↓
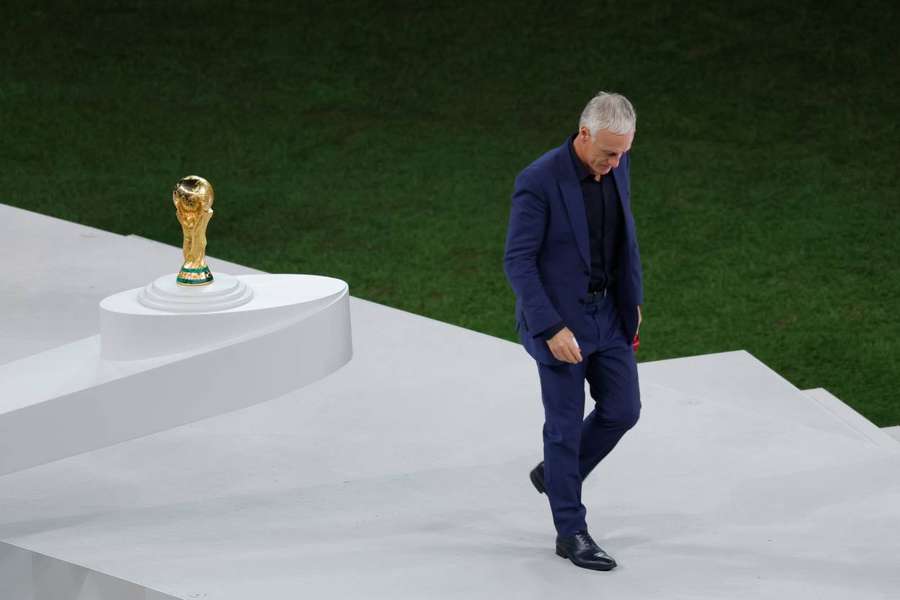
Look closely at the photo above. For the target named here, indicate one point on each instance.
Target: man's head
(605, 132)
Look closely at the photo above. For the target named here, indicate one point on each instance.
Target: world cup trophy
(193, 198)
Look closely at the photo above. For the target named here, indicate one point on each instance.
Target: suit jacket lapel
(573, 200)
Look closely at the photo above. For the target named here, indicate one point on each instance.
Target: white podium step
(404, 475)
(853, 419)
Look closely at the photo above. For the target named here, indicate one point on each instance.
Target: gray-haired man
(572, 260)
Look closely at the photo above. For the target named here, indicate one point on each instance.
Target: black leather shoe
(584, 552)
(537, 477)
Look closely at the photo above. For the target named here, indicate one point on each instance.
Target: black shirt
(605, 222)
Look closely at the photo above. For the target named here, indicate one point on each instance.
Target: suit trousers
(573, 444)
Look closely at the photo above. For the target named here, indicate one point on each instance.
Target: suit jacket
(548, 259)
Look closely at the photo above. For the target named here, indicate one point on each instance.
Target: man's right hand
(563, 346)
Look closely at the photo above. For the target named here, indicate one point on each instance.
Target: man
(572, 260)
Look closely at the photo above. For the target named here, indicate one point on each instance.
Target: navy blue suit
(548, 262)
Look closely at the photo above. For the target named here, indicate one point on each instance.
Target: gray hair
(612, 112)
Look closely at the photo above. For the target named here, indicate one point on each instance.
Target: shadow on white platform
(404, 475)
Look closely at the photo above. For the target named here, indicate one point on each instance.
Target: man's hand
(563, 346)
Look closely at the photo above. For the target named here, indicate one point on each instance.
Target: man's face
(603, 151)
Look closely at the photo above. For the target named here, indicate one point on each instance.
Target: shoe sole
(562, 554)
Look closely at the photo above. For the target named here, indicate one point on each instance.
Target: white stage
(405, 473)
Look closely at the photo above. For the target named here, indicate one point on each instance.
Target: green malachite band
(193, 281)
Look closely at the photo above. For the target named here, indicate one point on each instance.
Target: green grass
(377, 142)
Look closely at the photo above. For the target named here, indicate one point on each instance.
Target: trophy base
(191, 277)
(168, 295)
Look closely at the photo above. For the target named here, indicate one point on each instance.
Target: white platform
(404, 475)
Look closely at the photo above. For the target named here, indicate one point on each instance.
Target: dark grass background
(378, 142)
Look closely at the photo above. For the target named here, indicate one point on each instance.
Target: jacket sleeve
(528, 220)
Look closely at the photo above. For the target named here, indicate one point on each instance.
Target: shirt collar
(580, 170)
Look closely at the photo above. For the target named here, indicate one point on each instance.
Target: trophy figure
(193, 197)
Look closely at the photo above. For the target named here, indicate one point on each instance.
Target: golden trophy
(193, 197)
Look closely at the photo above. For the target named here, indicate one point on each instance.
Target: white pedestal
(151, 370)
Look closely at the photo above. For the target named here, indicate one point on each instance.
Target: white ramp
(404, 475)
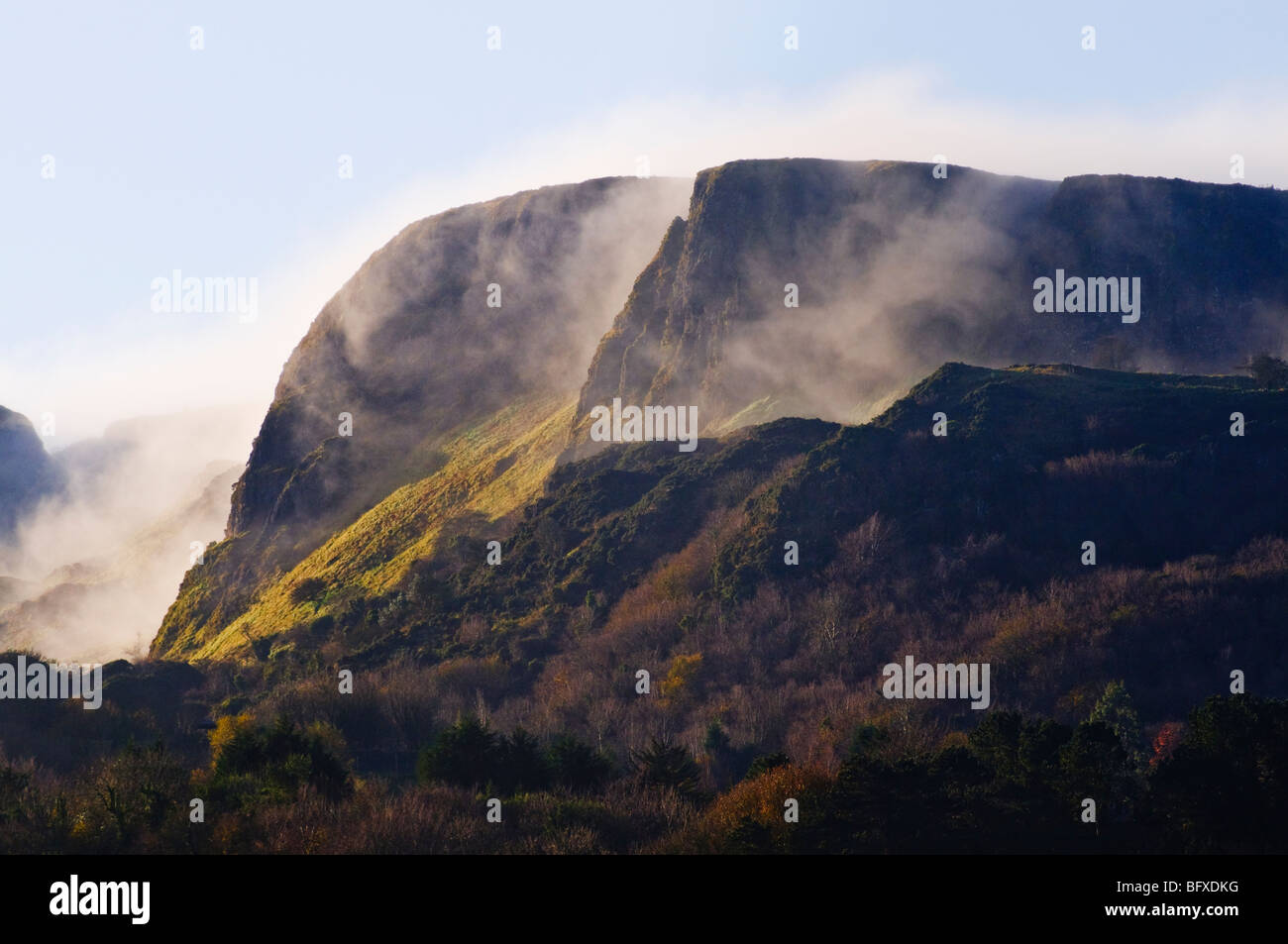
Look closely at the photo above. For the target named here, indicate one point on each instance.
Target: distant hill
(27, 474)
(374, 544)
(415, 356)
(897, 270)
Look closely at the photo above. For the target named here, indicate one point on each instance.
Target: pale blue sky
(223, 161)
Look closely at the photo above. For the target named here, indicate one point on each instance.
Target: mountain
(99, 607)
(964, 548)
(462, 413)
(898, 270)
(27, 474)
(476, 320)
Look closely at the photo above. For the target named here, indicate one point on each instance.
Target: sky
(127, 153)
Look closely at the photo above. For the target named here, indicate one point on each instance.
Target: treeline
(1219, 784)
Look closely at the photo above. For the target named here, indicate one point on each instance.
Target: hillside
(27, 474)
(458, 322)
(897, 270)
(967, 545)
(520, 678)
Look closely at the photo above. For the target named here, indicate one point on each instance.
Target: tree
(662, 764)
(467, 754)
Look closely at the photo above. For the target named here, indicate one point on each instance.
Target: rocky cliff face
(475, 321)
(896, 270)
(27, 474)
(458, 316)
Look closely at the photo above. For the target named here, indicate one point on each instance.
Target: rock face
(464, 316)
(27, 474)
(897, 271)
(458, 316)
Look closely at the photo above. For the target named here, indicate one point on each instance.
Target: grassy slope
(492, 469)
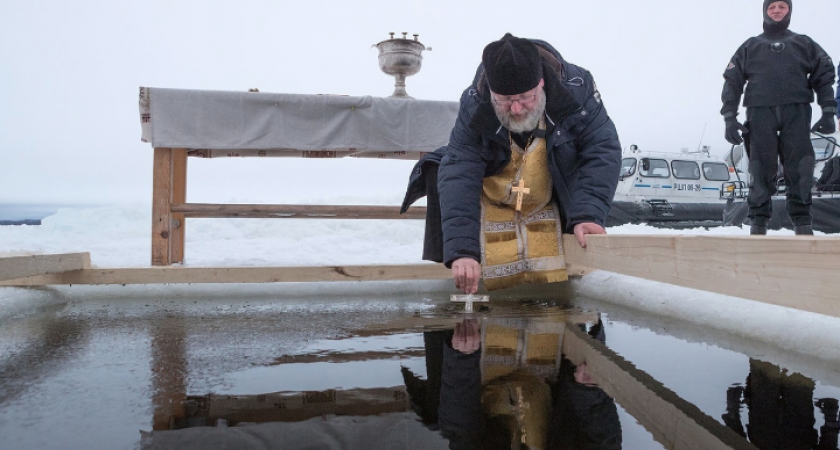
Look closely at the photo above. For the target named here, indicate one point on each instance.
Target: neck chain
(513, 145)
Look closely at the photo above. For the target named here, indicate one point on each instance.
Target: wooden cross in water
(468, 300)
(520, 190)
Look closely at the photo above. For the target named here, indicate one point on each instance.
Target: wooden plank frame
(798, 272)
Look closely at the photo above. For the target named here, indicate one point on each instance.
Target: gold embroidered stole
(521, 246)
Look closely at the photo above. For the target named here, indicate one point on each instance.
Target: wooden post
(161, 202)
(179, 195)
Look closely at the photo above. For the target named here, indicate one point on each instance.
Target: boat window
(823, 147)
(655, 168)
(686, 170)
(628, 167)
(716, 171)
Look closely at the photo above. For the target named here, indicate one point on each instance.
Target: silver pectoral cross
(520, 190)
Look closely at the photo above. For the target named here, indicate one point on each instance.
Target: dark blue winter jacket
(584, 154)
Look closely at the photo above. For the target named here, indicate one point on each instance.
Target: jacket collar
(559, 104)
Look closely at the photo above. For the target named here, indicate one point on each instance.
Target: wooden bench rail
(20, 266)
(209, 210)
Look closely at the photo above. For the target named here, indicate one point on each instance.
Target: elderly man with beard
(782, 71)
(533, 154)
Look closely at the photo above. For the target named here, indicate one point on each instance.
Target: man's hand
(466, 272)
(734, 130)
(466, 338)
(584, 228)
(825, 125)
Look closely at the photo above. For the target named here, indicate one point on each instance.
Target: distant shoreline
(28, 213)
(21, 222)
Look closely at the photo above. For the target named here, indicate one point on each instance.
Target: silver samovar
(400, 58)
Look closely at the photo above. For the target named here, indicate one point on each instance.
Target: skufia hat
(512, 65)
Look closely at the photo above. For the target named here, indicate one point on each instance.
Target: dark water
(390, 370)
(25, 213)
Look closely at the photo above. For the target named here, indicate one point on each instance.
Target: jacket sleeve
(734, 78)
(460, 179)
(822, 77)
(837, 98)
(599, 164)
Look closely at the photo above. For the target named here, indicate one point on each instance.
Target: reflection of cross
(468, 300)
(520, 190)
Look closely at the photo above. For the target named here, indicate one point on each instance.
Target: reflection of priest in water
(519, 410)
(781, 410)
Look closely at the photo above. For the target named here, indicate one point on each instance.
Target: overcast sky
(70, 73)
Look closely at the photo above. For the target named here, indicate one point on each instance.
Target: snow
(119, 236)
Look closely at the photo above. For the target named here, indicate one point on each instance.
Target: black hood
(770, 25)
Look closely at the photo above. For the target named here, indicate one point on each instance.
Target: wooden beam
(161, 213)
(207, 210)
(673, 422)
(179, 274)
(19, 266)
(179, 195)
(794, 271)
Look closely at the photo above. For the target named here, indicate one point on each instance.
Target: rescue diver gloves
(825, 125)
(734, 130)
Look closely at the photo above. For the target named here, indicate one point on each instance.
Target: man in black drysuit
(782, 71)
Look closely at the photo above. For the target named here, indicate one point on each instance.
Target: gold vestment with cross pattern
(521, 246)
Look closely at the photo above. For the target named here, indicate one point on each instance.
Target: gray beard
(522, 124)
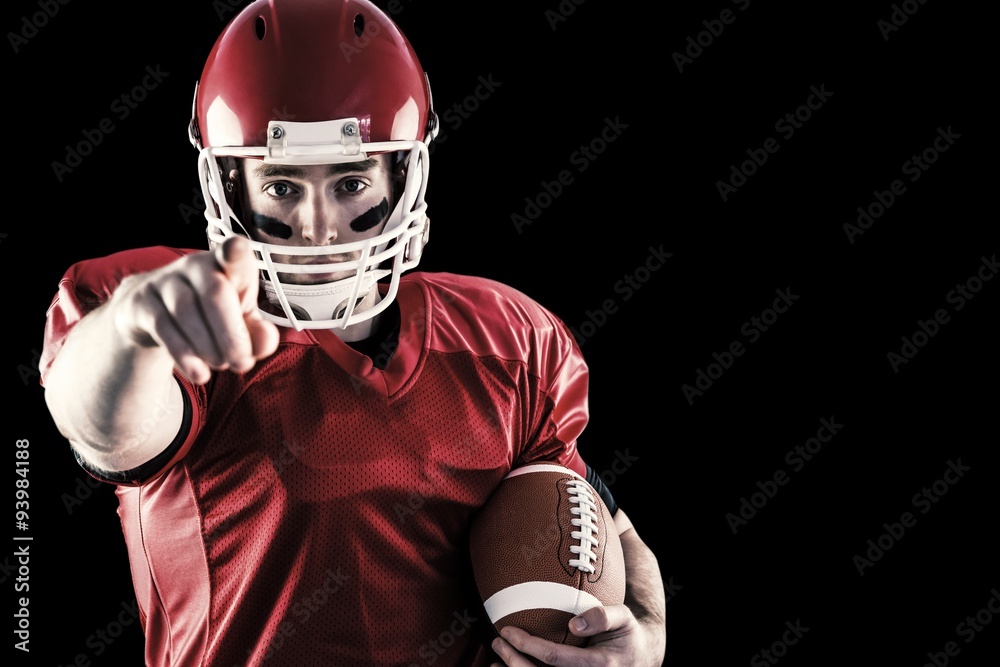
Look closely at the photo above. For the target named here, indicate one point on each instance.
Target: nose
(319, 221)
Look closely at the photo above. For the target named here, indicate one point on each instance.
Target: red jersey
(314, 512)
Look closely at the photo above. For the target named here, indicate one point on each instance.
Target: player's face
(316, 205)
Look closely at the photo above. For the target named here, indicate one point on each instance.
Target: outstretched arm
(110, 389)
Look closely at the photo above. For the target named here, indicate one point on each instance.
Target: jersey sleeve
(85, 286)
(563, 404)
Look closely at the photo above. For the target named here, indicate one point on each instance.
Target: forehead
(261, 170)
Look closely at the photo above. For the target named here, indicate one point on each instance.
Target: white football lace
(580, 494)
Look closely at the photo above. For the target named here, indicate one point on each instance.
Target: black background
(678, 466)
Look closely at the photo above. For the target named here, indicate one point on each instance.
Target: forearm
(644, 592)
(116, 401)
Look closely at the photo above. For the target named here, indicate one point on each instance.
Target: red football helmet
(316, 82)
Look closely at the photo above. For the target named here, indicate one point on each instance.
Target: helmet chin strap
(324, 301)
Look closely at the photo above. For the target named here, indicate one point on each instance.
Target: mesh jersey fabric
(315, 512)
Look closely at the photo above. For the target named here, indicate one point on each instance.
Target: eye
(353, 185)
(279, 189)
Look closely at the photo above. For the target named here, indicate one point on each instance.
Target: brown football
(544, 548)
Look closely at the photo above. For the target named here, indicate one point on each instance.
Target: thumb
(236, 260)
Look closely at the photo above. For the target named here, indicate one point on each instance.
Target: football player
(299, 426)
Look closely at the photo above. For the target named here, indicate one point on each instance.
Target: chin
(312, 278)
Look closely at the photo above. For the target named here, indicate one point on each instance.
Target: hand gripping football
(544, 548)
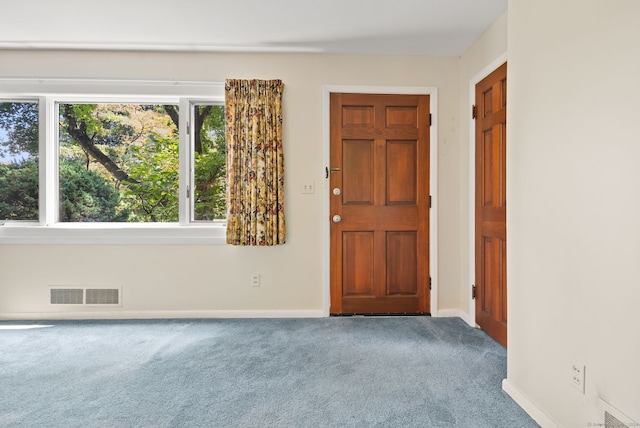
↑
→ WHAT YOU HAVE TO DO:
Locate every line above that contains the word "face" and copy each one. Case counts.

→ EXPECTED OUTPUT:
Target: man's face
Target: rocky cliff face
Target: rock face
Target: player's face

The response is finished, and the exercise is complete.